Repeat, line for line, the entries printed below.

Record set:
§ §

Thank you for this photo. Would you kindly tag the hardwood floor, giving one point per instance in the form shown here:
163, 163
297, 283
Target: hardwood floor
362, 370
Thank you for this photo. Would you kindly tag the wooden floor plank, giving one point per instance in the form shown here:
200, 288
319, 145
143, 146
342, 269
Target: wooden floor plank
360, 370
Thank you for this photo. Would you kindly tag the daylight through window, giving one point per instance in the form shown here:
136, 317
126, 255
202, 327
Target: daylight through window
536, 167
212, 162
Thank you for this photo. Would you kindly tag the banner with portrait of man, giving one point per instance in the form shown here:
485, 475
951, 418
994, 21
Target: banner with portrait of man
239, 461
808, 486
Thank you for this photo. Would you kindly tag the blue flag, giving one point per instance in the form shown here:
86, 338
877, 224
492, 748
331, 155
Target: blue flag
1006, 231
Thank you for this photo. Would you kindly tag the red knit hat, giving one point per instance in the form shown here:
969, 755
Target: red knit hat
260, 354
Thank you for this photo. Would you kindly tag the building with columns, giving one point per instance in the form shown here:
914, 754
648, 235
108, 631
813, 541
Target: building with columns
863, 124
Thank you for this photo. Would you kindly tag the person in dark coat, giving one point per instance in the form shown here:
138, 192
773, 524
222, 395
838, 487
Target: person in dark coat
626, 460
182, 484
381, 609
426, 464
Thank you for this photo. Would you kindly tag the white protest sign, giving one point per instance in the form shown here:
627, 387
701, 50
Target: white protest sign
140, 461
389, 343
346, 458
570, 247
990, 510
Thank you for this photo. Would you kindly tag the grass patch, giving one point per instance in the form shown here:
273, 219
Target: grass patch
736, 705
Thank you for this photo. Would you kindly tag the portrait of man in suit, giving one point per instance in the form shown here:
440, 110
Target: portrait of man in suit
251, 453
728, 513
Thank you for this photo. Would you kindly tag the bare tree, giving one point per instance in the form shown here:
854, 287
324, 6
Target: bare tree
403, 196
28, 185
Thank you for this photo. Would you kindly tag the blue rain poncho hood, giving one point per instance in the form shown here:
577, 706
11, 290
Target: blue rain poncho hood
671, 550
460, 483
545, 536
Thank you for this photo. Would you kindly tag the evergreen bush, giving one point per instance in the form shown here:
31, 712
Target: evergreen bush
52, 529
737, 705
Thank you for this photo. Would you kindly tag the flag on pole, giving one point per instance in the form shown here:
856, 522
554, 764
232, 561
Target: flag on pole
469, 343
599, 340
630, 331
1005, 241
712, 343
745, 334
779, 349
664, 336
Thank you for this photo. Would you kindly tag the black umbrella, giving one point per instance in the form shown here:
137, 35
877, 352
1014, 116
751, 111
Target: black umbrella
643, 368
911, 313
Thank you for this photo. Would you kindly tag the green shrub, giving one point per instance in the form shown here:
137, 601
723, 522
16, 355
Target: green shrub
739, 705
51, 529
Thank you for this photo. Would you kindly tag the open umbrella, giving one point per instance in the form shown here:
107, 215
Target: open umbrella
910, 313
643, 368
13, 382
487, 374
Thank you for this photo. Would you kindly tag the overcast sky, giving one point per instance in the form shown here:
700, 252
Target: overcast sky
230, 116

§ §

The completed task:
Thank you for this photo. Would you kindly tag the hardwood floor, giving one point per instance in the form shown here:
163, 163
297, 283
Target: hardwood floor
362, 370
Thank you for this photo. Would you kindly tag the wooden floor plank, giving one point per instance in the form shown here:
200, 288
319, 145
143, 146
342, 269
Target: wooden floor plank
360, 370
Thank you for this photo. Would you kindly tag the daylight through window, giving one point per instance in the form shown here:
136, 317
126, 255
202, 327
Target: daylight through window
536, 167
212, 162
Thank you for this photo. Would you kindly tag the banner with portrait of man, giving one point per instance in the form shown here:
485, 475
951, 418
994, 21
Target: banner with portrait of man
239, 461
808, 486
Thank you for this photo. Would you kindly tag the blue flag, giving one point per instance in the form shown here:
86, 338
877, 224
492, 748
331, 155
Target: blue flag
1006, 231
Thank you for this photo. Would you kindly tag the red knit hat, giving one point per instance in the form shown here:
969, 755
Target: red knit hat
260, 354
Thank you for this photo. Would you kindly tag the building with columns, giving one point per instance in the form shown here:
914, 754
648, 235
108, 631
813, 541
Target: building with columns
863, 124
Thank you for this photo. Would you kindly tag the person in dark coat, giving one point per instance in the form shown here:
138, 192
773, 524
222, 395
838, 487
Target: person in dark coat
626, 460
182, 484
381, 609
426, 464
Thank you for this photo. Would you kindly tag the white protest sign, giving one point per instance in the form shown here:
627, 387
701, 50
Target: white protest sign
140, 461
389, 343
346, 458
570, 247
990, 510
Thank you for this photo. Would you kindly tag the grass patch, giving one point per instance in the form shown here:
273, 219
Target: grass patch
736, 705
Thank you for this photo. Would you kindly tag the portrait of man in suit, giving one point per instance in the form shown here:
440, 110
Target: portrait of man in suit
251, 453
728, 513
Thank you for this photo. Would you kindly tag the bare tree, giving one point per instance in the form shown here:
854, 287
324, 6
Target: bare tree
403, 196
28, 185
Thank you for this photo. Would you kindly tag the blue rain poncho hood, giving one point per instance in the form shown here:
577, 706
11, 290
Target: blue rain poncho hood
671, 550
460, 483
545, 536
Thank you for this photo. Would you kindly tag the evergreen bush, giving one point per instance in the form shown here:
31, 712
Target: evergreen bush
52, 529
737, 705
Thank you for this photo. Would you kindly tag the flag on pole, giving one point per instance in the form shown here:
856, 522
554, 764
232, 561
Target: flag on pole
469, 343
599, 340
630, 331
1005, 241
712, 343
745, 334
779, 349
664, 336
Thank you for this photo. Would you kindly tag the black umbrella, giving one point per instance in the form shown here:
137, 35
877, 352
1014, 116
751, 111
Target: black umbrella
643, 368
911, 313
Thank you for this photo. Would you kindly tag the green shrub, giving one point per instance in the form shown here:
137, 601
723, 522
16, 355
Target: green shrub
739, 705
51, 529
Thank you for this photo. Would you kindly tag the open umbrella, giving one point per instance in the form shown here:
107, 215
Target: open umbrella
910, 313
643, 368
13, 382
487, 374
Thank you for this photo. Would you kindly tag the overcast sky, giving one point per instance in the form shown here:
700, 252
Target: overcast sky
230, 116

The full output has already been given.